PAGE EXCERPT ▸
An overview.
First session from Rs 1000
For the family that has stopped hearing itself. Family counselling brings everyone into a calmer room than the one the conversation is happening in.
Family therapy is when a family comes together to resolve issues that sometimes go unheard in our day to day lives. The aim of this type of therapy is to help and encourage each family member to empathise with one another, making each other's problems easier to understand and accept.
Most families know what the recurring arguments are. The difficulty is rarely the topic. It is that the topic only comes up at the wrong moment, in the wrong tone, with everyone already tired. Therapy gives the same topic a different setting. Slower. Quieter. With someone in the room whose job is to keep it fair.
Empathy is contagious. So is understanding.
The work is not about deciding who is right. It is about each person leaving with a clearer picture of how the others actually see things. The arguments that follow tend to be shorter, and the silences less heavy.
A quiet rhythm, not a rigid plan.
Therapy is not procedural. These are the four movements you can expect, each one shaped around you.
Set the ground.
Simple rules for the room, agreed by everyone, that make hard conversations possible.
Each person heard.
Every member gets uninterrupted time. The others practise listening before responding.
Name the pattern.
Once everyone has spoken, the shared pattern usually becomes visible. We name it together.
One small change.
We agree on one specific thing to try before the next session. Just one. That is usually plenty.
A few things people often ask.
Does the whole family have to come?
Not at all. We often begin with whoever is willing, and add others over time.
What if one family member is reluctant?
That is common. We can begin without them. Many reluctant members join later, once they see the room is fair to everyone.
How long does family work usually take?
It depends on the situation. A handful of sessions for a specific issue. Longer for patterns that have been there for years.
Will old grievances be brought up?
Only where useful. The point is not to relitigate history, but to understand how the past is shaping the present.

TASK LIST ▸
(a) What is the starting price of a first session on the family counselling page?
(b) Please transcribe the family counselling page from "Name the pattern." to "people often ask.".
Rely on the family counselling page alone.

SUPPLIED DATA ▸
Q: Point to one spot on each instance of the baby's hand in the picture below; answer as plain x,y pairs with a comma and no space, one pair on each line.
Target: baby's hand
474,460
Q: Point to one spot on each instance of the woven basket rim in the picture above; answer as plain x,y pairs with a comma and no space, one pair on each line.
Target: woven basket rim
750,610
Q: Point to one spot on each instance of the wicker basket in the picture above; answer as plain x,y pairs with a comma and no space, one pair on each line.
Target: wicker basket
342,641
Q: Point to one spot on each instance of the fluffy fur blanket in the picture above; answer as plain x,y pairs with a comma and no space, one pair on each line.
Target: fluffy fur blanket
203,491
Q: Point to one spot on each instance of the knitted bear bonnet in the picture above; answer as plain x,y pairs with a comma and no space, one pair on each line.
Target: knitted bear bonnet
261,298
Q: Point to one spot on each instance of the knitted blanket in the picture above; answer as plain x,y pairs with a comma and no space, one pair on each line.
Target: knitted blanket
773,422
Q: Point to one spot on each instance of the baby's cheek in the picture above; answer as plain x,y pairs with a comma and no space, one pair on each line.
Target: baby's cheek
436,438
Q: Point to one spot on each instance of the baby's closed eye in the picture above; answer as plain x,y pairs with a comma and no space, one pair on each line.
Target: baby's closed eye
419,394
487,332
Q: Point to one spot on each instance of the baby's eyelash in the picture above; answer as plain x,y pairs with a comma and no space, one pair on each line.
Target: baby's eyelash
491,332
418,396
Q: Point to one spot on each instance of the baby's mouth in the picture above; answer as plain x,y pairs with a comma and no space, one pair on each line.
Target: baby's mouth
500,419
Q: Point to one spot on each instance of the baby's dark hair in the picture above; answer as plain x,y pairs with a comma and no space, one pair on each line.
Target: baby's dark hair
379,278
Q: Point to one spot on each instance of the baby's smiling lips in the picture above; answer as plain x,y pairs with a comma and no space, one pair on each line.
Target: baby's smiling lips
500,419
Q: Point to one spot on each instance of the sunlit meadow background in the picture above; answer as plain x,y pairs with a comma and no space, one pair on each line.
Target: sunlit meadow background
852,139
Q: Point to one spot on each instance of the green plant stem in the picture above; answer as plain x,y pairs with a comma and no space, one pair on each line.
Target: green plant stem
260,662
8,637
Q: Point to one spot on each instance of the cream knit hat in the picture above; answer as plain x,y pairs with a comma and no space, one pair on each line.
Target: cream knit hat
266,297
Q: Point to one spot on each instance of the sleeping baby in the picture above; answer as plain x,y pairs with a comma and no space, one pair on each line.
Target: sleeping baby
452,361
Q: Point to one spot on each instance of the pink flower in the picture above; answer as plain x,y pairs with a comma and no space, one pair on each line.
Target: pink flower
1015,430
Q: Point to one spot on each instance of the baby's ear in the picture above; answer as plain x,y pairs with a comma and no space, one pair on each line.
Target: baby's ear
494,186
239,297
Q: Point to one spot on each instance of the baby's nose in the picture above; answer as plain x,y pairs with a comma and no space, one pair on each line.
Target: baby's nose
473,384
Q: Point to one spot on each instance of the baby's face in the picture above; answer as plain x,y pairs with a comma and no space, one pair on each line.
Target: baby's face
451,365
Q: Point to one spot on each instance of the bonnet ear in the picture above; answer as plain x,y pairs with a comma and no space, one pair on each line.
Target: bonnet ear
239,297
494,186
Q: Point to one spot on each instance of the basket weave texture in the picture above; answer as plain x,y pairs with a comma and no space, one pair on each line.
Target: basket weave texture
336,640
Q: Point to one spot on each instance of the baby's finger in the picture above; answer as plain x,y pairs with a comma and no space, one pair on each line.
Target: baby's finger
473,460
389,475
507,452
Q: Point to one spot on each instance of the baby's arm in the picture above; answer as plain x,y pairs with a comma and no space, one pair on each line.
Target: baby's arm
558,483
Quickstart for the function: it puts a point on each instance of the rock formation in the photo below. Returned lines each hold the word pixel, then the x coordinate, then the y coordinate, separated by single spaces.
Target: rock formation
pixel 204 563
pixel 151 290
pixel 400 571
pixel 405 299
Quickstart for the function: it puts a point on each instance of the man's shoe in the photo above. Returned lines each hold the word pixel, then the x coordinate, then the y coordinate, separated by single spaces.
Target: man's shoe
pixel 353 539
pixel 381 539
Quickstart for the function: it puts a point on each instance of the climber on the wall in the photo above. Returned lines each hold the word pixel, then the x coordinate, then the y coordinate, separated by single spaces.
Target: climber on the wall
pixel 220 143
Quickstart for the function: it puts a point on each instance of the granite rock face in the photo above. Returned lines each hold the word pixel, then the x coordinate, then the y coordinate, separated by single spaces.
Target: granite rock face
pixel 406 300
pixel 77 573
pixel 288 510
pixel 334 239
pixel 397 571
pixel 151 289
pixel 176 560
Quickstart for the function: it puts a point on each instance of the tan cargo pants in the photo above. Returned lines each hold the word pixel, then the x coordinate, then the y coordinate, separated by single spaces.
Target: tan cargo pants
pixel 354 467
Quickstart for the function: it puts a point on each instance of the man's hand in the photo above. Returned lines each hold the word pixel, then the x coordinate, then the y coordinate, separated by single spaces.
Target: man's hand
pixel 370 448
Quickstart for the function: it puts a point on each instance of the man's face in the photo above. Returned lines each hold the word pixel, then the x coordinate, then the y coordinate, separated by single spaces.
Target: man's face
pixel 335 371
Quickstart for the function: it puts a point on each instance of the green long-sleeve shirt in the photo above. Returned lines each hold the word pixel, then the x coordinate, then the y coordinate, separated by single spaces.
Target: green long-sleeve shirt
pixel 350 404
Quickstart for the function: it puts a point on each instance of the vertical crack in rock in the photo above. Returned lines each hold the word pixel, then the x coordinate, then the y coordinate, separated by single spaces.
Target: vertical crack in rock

RESPONSES FOR EACH TASK ▸
(a) Rs 1000

(b)
Name the pattern.
Once everyone has spoken, the shared pattern usually becomes visible. We name it together.
One small change.
We agree on one specific thing to try before the next session. Just one. That is usually plenty.
A few things people often ask.